● **TASK PROMPT**
Rescale the data starting with the line that contains "query | canopy light fixture" and continuing through the end of the data. Reproduce every line, requests included, but multiply each point coordinate in the answers by 2.45 and round it to a whole number, with halves rounded up.

● **SUPPLIED DATA**
──────
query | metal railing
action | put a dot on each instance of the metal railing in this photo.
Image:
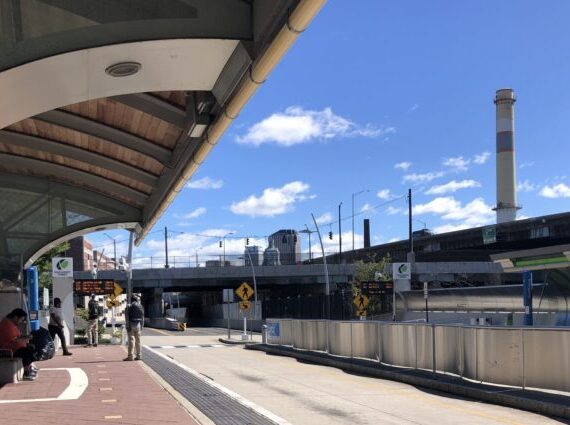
(519, 357)
(219, 260)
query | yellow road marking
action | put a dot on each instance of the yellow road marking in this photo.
(162, 332)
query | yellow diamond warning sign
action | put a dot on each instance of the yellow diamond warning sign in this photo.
(244, 291)
(361, 301)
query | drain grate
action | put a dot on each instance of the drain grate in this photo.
(216, 405)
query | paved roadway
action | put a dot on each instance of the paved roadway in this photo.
(310, 394)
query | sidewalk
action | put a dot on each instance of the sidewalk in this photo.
(93, 386)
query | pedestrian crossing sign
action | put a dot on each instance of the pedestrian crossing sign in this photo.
(361, 302)
(245, 292)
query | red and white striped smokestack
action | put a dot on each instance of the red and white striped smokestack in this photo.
(506, 172)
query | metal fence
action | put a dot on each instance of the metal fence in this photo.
(218, 259)
(520, 357)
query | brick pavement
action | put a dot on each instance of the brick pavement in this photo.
(118, 392)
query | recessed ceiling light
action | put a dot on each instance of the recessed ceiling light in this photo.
(123, 69)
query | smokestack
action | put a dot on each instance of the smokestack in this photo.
(366, 233)
(506, 179)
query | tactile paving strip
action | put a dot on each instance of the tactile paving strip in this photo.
(216, 405)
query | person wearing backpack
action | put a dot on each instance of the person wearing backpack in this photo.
(92, 326)
(56, 326)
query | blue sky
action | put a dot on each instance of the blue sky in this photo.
(383, 96)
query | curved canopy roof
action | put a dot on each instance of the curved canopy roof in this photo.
(83, 149)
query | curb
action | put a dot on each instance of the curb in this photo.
(237, 342)
(528, 400)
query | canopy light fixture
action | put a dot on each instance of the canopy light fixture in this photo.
(123, 69)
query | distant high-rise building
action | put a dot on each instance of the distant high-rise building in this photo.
(271, 255)
(254, 253)
(288, 243)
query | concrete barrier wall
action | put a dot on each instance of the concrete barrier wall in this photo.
(519, 357)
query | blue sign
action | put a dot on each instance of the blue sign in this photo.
(273, 330)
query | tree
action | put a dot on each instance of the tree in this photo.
(367, 271)
(44, 264)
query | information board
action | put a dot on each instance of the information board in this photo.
(93, 286)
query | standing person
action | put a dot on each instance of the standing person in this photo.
(135, 321)
(93, 325)
(55, 325)
(12, 339)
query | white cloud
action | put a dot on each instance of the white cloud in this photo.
(273, 201)
(450, 228)
(559, 190)
(193, 214)
(452, 186)
(323, 219)
(457, 163)
(385, 194)
(393, 210)
(526, 186)
(297, 125)
(403, 165)
(421, 178)
(205, 183)
(475, 213)
(482, 158)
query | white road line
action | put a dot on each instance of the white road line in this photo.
(77, 385)
(264, 412)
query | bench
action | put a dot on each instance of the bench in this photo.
(11, 368)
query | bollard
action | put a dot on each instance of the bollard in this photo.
(264, 334)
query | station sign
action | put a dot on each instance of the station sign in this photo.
(93, 286)
(62, 267)
(401, 271)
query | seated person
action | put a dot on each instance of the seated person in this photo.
(12, 339)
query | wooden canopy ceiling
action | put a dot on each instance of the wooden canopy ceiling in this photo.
(114, 146)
──────
● **TASK OUTPUT**
query | canopy light fixture
action | put a dot on each instance of the canopy light fixture in this photo.
(301, 169)
query | distant high-rise building
action | put a dot on each instance of the distant high-rise building in this photo.
(664, 625)
(622, 620)
(706, 595)
query | concrete barrier wall
action | put a dot on each instance of the concrete barrier wall in this photo.
(1272, 875)
query | blue sign
action | put a dot on each instance of the blue sign in this photo.
(669, 809)
query | tree
action | put a dot on each instance of the tree in this photo.
(899, 664)
(108, 647)
query | information board
action | put a dot on each instance of the information board in this photo.
(228, 701)
query | standing person
action | put a dot on each instance of the standing person in this photo.
(331, 786)
(228, 796)
(135, 796)
(29, 831)
query | white cloud
action | put a dot on each instance of the white cloud in this photo.
(669, 492)
(1103, 559)
(1370, 466)
(473, 524)
(1107, 456)
(791, 537)
(1120, 399)
(943, 475)
(963, 515)
(1289, 456)
(728, 306)
(987, 404)
(1031, 436)
(502, 448)
(1164, 522)
(1181, 387)
query | white road line
action | put a dot on each instance of the white road line in this photo.
(189, 943)
(647, 1009)
query | bench
action | put a dot on each instance of the bench in this photo.
(27, 902)
query | bollard
action | put a dot on each instance of the bollard in this photo.
(647, 818)
query | station sign
action | put a dot on each instance of the station sign in this photo.
(228, 701)
(152, 654)
(982, 664)
query | seated person
action | put a dot on each instance of the seated person in this photo.
(29, 831)
query | wooden canopy ceiling
action | put a dot on each instance of the wooden canopy ceiling in this photo.
(279, 358)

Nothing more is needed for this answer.